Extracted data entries
►

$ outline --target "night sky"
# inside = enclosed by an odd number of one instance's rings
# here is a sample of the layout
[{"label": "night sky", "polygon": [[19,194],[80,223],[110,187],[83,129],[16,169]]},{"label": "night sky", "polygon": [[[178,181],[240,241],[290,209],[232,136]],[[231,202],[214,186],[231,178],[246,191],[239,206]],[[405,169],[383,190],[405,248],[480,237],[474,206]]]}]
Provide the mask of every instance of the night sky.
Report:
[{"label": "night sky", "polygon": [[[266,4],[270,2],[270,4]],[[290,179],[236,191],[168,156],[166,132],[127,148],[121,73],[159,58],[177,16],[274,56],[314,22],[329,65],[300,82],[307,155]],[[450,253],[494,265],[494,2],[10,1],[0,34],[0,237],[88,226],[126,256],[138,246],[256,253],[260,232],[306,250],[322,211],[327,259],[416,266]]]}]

◄

**Challenge:** Format every one of the extracted data entries above as a Markdown table with two columns, Row and Line, where Row numbers each line in order and Line holds its text. Leave out any blank lines.

**Solution:**
| Row | Line |
|---|---|
| 1 | $ outline --target "night sky" |
| 2 | # inside = enclosed by an odd number of one instance's rings |
| 3 | # here is a sample of the layout |
| 4 | [{"label": "night sky", "polygon": [[19,194],[80,223],[110,187],[83,129],[16,169]]},{"label": "night sky", "polygon": [[[178,181],[240,241],[290,209],[232,136]],[[231,202],[214,186],[231,178],[246,191],[239,206]],[[405,169],[383,190],[405,248],[480,237],[474,206]]]}] |
| 5 | Provide the mask of every instance of the night sky. |
| 6 | Report: |
| 7 | [{"label": "night sky", "polygon": [[[266,4],[270,2],[270,4]],[[290,179],[236,191],[168,156],[166,132],[127,148],[121,73],[159,58],[177,16],[274,56],[314,22],[329,65],[300,82],[307,155]],[[450,253],[494,265],[494,2],[10,1],[0,34],[0,237],[88,226],[126,256],[138,246],[256,253],[260,232],[306,250],[322,211],[327,259],[416,266]]]}] |